:: Supplied material

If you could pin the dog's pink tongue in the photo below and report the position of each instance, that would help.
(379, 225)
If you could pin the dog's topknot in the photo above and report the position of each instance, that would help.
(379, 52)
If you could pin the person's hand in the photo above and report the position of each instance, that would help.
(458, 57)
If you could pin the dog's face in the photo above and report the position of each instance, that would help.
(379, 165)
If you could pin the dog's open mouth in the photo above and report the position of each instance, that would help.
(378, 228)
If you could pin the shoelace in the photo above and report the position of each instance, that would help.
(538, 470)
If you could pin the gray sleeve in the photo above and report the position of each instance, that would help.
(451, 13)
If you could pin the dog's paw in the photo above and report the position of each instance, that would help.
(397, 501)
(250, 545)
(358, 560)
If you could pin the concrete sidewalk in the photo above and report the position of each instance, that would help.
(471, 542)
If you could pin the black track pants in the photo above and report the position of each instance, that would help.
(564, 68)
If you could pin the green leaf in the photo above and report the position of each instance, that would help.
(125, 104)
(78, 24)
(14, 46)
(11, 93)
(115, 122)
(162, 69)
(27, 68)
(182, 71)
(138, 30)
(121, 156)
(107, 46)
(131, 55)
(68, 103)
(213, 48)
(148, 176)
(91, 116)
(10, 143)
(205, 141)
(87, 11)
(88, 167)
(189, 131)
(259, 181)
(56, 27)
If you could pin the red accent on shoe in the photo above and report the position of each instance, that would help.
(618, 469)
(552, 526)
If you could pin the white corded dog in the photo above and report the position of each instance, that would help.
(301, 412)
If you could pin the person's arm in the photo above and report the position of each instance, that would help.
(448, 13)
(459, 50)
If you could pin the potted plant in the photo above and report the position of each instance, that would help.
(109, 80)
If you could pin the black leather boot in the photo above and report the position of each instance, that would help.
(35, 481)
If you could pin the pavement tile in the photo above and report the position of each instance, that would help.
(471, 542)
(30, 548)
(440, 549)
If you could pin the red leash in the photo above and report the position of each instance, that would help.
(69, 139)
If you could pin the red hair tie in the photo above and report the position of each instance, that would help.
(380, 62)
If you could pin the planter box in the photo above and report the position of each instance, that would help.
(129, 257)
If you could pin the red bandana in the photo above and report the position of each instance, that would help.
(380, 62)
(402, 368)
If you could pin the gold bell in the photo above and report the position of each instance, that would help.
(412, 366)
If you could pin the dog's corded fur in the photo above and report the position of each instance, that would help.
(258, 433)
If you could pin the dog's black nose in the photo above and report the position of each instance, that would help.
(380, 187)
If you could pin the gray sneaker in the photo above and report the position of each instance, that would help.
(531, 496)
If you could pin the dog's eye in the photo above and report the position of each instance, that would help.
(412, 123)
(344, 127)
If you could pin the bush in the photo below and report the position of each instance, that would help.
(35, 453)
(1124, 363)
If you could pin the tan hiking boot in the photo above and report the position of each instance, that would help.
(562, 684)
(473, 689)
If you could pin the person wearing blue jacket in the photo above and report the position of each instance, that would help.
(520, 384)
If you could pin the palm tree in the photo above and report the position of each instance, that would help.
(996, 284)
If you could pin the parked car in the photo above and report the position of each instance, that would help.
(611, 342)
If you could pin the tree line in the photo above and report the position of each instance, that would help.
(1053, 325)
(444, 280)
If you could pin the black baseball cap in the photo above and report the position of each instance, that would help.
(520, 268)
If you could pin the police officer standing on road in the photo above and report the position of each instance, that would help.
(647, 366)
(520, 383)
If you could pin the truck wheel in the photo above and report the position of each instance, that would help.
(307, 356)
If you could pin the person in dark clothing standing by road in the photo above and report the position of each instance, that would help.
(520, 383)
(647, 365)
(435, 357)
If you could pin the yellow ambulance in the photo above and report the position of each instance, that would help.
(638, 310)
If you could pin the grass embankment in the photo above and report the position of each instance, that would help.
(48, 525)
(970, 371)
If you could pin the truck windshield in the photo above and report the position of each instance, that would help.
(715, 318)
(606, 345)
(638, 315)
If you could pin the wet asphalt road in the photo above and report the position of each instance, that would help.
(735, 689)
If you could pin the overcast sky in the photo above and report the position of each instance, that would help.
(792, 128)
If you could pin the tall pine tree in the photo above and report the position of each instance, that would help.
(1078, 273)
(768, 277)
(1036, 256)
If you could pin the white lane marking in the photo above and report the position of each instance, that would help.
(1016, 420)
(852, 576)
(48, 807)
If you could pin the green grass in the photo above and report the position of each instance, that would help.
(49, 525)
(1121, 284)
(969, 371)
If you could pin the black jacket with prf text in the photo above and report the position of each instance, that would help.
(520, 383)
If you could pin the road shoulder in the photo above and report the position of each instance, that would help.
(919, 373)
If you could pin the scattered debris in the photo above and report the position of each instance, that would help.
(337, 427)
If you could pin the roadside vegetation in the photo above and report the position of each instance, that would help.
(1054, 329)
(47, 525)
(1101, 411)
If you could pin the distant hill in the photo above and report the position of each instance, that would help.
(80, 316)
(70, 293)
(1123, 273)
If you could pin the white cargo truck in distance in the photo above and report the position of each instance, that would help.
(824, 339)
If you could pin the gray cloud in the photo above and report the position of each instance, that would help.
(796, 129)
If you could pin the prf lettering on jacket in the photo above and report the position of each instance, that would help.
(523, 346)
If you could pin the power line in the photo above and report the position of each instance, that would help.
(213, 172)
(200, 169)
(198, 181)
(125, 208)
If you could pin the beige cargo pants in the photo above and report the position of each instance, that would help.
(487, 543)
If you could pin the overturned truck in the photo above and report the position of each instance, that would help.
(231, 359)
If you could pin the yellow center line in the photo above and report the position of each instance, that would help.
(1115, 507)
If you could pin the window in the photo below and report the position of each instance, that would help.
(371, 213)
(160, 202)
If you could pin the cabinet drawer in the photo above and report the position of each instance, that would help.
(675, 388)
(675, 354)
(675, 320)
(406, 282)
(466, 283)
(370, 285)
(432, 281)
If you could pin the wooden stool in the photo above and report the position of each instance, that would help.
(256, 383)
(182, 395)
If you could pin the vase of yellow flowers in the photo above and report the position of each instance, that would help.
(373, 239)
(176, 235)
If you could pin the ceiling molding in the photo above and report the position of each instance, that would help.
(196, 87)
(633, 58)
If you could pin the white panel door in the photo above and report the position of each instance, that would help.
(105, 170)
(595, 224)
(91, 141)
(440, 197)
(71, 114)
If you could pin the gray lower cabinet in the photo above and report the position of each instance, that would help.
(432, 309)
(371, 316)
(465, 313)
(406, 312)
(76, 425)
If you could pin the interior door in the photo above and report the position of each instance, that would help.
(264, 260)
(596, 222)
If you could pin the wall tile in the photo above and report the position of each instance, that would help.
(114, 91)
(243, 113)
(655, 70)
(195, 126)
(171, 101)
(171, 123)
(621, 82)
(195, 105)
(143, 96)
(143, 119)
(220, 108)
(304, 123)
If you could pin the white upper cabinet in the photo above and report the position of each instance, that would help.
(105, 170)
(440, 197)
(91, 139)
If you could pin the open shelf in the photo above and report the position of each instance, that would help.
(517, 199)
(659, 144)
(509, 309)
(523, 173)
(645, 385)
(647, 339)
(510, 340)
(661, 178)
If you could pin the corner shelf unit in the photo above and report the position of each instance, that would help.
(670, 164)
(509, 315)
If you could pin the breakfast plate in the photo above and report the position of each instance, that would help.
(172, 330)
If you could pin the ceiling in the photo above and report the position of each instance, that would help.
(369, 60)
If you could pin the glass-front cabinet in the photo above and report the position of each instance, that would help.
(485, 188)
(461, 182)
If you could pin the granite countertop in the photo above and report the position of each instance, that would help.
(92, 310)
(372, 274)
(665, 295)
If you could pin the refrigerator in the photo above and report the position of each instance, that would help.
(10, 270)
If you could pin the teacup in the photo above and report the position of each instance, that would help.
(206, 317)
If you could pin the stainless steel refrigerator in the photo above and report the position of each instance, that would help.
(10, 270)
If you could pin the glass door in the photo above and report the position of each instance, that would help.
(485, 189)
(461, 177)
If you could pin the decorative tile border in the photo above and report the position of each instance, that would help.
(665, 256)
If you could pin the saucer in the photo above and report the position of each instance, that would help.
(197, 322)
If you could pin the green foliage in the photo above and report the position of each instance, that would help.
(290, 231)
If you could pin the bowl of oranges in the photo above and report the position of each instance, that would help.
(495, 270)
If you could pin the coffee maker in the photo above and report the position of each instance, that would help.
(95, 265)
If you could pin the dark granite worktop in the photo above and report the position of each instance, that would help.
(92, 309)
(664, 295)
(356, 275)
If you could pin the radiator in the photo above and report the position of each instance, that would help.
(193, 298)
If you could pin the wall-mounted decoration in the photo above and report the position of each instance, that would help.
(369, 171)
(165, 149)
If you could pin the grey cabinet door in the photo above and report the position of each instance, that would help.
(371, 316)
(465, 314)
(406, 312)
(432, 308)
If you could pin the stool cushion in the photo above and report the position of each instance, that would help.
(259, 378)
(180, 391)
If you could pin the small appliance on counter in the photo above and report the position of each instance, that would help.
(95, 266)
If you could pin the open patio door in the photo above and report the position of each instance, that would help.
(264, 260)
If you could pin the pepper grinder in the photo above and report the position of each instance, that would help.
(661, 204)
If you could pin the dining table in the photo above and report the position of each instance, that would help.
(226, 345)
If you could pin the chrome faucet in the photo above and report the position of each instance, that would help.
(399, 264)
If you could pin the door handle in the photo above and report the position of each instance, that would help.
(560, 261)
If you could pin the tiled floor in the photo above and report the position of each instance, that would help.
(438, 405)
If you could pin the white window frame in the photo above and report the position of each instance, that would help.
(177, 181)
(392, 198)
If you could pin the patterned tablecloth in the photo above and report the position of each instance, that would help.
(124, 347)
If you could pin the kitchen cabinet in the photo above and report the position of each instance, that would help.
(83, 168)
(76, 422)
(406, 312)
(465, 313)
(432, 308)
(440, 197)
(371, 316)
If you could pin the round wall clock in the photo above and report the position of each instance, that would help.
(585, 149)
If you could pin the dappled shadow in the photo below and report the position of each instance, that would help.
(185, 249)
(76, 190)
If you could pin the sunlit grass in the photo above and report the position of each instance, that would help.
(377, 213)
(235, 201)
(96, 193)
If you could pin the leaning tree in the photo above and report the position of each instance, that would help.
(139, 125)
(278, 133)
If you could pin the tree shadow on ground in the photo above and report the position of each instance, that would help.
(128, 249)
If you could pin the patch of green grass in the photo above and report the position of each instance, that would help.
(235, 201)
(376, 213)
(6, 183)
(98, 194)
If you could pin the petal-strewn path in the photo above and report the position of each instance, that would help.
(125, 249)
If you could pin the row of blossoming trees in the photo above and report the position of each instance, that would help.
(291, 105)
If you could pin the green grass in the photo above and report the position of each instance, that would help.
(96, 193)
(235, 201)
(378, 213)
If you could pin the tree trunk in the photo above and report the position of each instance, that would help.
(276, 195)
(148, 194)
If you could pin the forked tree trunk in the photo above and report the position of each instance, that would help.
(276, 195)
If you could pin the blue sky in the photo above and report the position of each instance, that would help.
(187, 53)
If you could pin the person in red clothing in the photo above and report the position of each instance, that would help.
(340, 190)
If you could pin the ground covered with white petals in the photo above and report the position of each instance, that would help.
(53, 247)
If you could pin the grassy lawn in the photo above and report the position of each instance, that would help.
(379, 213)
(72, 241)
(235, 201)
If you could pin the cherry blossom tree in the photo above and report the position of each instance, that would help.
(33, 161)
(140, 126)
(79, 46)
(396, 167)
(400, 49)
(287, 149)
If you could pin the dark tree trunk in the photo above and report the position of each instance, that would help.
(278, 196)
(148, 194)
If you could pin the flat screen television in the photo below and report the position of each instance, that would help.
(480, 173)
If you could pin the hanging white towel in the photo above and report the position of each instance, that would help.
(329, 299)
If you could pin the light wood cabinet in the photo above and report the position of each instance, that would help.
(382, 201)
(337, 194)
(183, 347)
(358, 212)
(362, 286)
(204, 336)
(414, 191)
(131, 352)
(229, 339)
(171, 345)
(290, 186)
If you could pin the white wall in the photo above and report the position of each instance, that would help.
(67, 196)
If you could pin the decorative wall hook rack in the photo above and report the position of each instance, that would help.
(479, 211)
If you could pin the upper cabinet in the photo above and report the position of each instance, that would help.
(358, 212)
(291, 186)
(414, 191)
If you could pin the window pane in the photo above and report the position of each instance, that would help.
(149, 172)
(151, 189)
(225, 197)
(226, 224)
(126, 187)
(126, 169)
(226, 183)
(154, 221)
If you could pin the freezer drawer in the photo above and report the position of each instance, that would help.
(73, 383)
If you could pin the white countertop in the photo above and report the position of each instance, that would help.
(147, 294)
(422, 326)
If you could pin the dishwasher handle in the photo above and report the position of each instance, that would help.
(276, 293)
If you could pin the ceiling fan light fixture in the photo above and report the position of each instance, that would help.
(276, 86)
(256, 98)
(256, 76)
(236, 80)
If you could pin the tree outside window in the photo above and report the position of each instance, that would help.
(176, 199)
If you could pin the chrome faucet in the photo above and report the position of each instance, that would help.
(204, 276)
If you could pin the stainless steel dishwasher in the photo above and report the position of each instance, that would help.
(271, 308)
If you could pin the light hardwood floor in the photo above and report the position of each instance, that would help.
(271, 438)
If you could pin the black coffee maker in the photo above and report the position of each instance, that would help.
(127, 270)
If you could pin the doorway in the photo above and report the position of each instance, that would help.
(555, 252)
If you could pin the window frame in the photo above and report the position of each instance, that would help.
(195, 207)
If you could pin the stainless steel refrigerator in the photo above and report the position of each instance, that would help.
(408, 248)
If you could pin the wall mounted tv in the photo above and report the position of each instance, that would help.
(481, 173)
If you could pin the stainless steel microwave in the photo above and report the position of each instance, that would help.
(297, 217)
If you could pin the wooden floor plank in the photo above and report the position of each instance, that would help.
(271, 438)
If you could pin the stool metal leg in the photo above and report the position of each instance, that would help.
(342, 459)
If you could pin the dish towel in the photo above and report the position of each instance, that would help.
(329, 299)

::::

Aim
Starting from the line containing "If you could pin the doorway", repeat each line through the end of the entries, exactly.

Output
If you could pin the doorway in the photo above and report the position of each instance, that would help.
(555, 252)
If you could pin the window frame in the photo above and report the position of each instance, that would help.
(195, 207)
If you could pin the stainless steel refrigerator in the photo above and report the position of each instance, that would help.
(408, 248)
If you could pin the wall mounted tv in the photo above and report the position of each instance, that would help.
(481, 173)
If you could pin the stainless steel microwave in the photo above and report the position of each instance, that would help.
(297, 217)
If you could pin the wooden floor plank in the photo above and report the position of each instance, that would help.
(271, 438)
If you could pin the stool metal leg in the photo above and report the position of each instance, that would help.
(342, 459)
If you could pin the dish towel in the photo above and report the position of each instance, that would help.
(329, 299)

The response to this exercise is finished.